### GEZEIGTER TEXTAUSZUG:
┄┄┄┄┄┄

Durch systematische und kontinuierliche, pädagogisch begleitete Einblicke in das Arbeits- und Wirtschaftsleben können geschlechtsspezifische Orientierungen hinterfragt, die Berufs- und Studienorientierung der Jugendlichen verbessert, Berufswahlentscheidungen erleichtert und damit effektivere Übergänge geschaffen werden. Die Auseinandersetzung mit Themen aus der Arbeitswelt soll Selbstständigkeit beim Wissenserwerb und kritischen Umgang mit Wissen fördern, um so den sich wandelnden Anforderungen besser entsprechen zu können. In den geförderten Projekten geht es zusätzlich um die Bündelung der Aktivitäten und Kräfte, die in der Region, in den verschiedenen Verbänden und Trägerorganisationen im Bereich vorberuflicher Bildung tätig sind. Mit diesem Ansatz schließt das SWA-Programm inhaltlich an andere durch das Bundesministerium für Bildung und Forschung geförderte Bildungsprogramme wie "Lernende Regionen" oder "Lebenslanges Lernen" an.

Das Rahmenkonzept für dieses neuartige, auf nachhaltige Veränderungen durch Bundesförderung setzende Programm konnte in kurzer Zeit mit den Ländern abgestimmt werden. Auf Grund eines BLK-Beschlusses wurde ein Lenkungsausschuss eingerichtet, der die mit der Steuerung des Programms zu klärenden Fragen berät. Im Herbst 1999 wurde das Programm gestartet. Seit 2001 wird es mit Mitteln aus dem Europäischen Sozialfonds kofinanziert. Im Rahmen des SWA-Programms sind bis heute in allen Bundesländern sowie bei den Sozialpartnern 36 Projekte gefördert (Stand April 2003). Bislang sind in den SWA-Projekten etwa 32 000 Schülerinnen und Schüler in 530 Schulen - es handelt sich hierbei um alle Schulformen, von der Hauptschule über die Realschule zum Gymnasium, von der Förderschule zu Schulen für Lernbehinderte - und 2 400 Unternehmen beteiligt.

Mit vier Leitideen lässt sich das Programm "Schule - Wirtschaft/ Arbeitsleben" überschreiben. Sie könnten allesamt mit "Schule macht Ernst" charakterisiert werden, weil sie zwar bereits bisher vereinzelt in der Schullandschaft Berücksichtigung fanden, aber sich noch nicht systematisch und dauerhaft durchsetzen konnten:

  1. Schule macht Ernst mit der Wahrnehmung von Schülerinnen und Schülern als "handelnden Subjekten", indem hier die beteiligten Lehrerinnen und Lehrer und andere Akteure zunehmend in die Rolle von Moderatorinnen und Moderatoren schlüpfen. Sie sind durch Anwendung neuer Lehr- und Lernmethoden bei ersten betrieblichen Arbeitserfahrungen sowie bei der Entwicklung eines eigenen Zukunftskonzepts von Arbeit und Beruf unterstützend tätig.

┄┄┄┄┄┄

### BEREITGESTELLTE DATENSÄTZE:
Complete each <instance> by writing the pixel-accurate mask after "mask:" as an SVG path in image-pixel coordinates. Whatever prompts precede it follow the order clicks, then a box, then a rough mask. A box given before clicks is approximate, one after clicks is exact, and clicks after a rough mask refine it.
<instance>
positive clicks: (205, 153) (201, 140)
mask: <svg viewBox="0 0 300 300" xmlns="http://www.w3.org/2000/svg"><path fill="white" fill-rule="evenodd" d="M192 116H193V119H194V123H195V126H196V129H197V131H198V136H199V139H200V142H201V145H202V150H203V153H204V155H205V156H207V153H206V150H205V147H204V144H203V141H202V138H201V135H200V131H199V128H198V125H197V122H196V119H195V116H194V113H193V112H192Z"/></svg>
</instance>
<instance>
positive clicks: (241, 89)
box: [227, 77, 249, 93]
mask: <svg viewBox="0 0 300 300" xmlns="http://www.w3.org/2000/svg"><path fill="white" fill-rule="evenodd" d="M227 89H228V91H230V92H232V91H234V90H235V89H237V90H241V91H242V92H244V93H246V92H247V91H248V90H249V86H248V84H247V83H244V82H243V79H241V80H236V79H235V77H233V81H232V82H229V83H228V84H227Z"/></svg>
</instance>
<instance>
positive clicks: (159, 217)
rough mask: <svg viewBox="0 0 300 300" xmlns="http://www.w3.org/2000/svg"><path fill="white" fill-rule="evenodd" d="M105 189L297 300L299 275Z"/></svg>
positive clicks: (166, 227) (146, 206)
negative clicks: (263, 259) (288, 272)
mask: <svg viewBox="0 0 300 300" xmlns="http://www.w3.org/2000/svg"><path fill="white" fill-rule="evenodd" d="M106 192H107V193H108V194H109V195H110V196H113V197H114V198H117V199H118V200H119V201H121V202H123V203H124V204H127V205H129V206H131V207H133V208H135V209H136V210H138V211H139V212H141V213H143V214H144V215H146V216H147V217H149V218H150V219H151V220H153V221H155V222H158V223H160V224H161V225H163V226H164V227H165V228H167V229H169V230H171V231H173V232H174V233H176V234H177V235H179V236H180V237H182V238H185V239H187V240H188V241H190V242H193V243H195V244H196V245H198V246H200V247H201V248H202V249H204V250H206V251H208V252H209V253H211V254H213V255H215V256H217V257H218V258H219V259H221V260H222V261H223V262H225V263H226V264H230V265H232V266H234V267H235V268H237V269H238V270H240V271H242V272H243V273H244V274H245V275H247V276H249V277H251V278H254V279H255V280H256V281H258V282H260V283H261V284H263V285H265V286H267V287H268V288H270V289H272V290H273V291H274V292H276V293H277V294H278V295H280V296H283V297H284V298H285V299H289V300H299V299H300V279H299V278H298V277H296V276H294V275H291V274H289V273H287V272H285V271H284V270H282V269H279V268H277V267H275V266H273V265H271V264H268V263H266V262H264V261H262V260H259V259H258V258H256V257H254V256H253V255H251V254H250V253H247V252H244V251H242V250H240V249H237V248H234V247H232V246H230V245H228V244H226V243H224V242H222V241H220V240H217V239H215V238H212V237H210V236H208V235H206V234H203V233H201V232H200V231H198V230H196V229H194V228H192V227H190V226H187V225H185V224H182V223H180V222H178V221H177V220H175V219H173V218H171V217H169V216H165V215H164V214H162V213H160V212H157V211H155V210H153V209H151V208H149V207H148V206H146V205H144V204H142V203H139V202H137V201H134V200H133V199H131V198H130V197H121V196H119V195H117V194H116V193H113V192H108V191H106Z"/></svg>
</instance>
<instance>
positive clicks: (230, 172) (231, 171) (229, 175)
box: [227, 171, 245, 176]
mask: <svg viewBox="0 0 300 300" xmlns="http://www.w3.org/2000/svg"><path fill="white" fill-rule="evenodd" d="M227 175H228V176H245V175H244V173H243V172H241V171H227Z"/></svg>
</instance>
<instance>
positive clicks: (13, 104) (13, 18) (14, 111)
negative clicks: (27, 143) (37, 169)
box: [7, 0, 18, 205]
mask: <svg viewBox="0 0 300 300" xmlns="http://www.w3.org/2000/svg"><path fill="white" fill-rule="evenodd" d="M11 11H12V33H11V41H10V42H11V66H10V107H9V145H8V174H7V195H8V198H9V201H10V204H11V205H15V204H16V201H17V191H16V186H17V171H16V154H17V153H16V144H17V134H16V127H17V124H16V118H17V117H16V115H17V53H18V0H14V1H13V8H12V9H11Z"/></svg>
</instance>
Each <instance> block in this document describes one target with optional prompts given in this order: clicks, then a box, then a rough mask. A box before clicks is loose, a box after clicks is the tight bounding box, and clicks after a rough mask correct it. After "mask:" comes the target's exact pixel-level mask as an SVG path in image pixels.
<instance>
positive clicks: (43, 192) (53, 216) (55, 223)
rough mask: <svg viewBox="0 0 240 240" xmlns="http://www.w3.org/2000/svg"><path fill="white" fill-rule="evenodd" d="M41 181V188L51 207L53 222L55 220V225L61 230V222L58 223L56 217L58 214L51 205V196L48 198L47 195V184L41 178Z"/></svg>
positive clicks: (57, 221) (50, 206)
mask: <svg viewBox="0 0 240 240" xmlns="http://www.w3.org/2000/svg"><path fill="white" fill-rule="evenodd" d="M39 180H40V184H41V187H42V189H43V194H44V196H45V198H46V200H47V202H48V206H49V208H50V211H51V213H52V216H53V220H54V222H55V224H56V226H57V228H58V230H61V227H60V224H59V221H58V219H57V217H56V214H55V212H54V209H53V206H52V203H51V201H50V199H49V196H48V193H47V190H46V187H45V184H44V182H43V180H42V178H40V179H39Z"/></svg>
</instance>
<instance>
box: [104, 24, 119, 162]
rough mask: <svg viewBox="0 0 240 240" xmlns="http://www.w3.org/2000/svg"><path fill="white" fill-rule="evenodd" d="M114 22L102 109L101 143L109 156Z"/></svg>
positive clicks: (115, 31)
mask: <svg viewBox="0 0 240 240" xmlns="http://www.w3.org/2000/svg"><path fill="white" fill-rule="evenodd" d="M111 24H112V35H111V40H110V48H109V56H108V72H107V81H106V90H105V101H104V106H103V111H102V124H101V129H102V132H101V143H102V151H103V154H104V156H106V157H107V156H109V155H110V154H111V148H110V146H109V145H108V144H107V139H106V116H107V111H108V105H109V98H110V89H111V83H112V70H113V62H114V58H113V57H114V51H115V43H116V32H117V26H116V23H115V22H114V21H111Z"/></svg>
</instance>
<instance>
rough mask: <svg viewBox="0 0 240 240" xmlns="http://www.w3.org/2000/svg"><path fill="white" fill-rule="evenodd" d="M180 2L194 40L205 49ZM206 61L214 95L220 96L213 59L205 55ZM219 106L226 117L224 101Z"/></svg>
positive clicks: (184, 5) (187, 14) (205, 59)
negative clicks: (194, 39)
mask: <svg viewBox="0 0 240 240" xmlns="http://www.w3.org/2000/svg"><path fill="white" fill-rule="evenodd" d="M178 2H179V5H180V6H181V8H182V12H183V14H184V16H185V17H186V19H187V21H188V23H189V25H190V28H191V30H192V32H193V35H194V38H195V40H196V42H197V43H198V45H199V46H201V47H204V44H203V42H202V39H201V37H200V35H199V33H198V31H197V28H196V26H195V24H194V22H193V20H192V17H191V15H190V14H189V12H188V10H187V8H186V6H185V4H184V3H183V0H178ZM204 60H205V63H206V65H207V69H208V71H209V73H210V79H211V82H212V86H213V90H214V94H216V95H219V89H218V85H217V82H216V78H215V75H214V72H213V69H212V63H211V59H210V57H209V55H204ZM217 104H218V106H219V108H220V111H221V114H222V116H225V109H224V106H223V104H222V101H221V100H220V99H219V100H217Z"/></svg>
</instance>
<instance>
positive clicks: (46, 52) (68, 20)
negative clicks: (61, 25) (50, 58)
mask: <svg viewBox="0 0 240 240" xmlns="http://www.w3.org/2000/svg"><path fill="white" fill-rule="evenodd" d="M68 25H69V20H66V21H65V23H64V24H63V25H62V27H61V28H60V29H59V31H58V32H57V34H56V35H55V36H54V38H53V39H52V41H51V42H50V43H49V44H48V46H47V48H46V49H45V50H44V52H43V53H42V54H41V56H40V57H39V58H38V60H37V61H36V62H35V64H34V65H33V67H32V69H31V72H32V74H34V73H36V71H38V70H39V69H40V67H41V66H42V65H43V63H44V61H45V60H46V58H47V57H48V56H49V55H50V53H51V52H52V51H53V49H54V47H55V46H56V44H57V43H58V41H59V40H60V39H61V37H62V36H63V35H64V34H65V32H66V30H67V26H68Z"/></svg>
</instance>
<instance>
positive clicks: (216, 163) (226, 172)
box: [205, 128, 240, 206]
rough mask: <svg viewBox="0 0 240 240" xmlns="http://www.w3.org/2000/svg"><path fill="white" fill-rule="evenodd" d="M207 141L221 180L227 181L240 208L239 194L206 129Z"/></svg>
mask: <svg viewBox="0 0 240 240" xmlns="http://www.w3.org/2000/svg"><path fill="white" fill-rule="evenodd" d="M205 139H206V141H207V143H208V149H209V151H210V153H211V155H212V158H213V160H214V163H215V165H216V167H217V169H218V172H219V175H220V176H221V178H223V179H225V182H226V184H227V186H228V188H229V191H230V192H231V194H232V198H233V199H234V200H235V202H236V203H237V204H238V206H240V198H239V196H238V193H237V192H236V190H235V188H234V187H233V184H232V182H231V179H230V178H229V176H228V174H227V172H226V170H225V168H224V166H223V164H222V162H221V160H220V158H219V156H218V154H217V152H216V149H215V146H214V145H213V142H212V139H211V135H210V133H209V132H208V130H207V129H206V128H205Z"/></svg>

┄┄┄┄┄┄

### ZU LÖSENDE AUFGABEN:
A. Gib im Textauszug die Stelle von „1. Schule macht“ bis „Beruf unterstützend tätig.“ wieder, und benenne dabei „Moderatorinnen und Moderatoren“ in „Lernbegleiterinnen und Lernbegleitern“ um.
B. Stimmen diese Aussagen mit dem Textauszug überein? (i) Das Programm wurde im Herbst 1999 gestartet. (ii) Das Programm wird seit 1999 aus dem Europäischen Sozialfonds kofinanziert. (iii) Das Programm lässt sich mit fünf Leitideen überschreiben.
Stütze dich ausschließlich auf den Textauszug.

### GEORDNETE LÖSUNGEN:
A.
1. Schule macht Ernst mit der Wahrnehmung von Schülerinnen und Schülern als "handelnden Subjekten", indem hier die beteiligten Lehrerinnen und Lehrer und andere Akteure zunehmend in die Rolle von Lernbegleiterinnen und Lernbegleitern schlüpfen. Sie sind durch Anwendung neuer Lehr- und Lernmethoden bei ersten betrieblichen Arbeitserfahrungen sowie bei der Entwicklung eines eigenen Zukunftskonzepts von Arbeit und Beruf unterstützend tätig.

B.
(i) Ja: „Im Herbst 1999 wurde das Programm gestartet.“
(ii) Nein: „Seit 2001 wird es mit Mitteln aus dem Europäischen Sozialfonds kofinanziert.“
(iii) Nein: „Mit vier Leitideen lässt sich das Programm“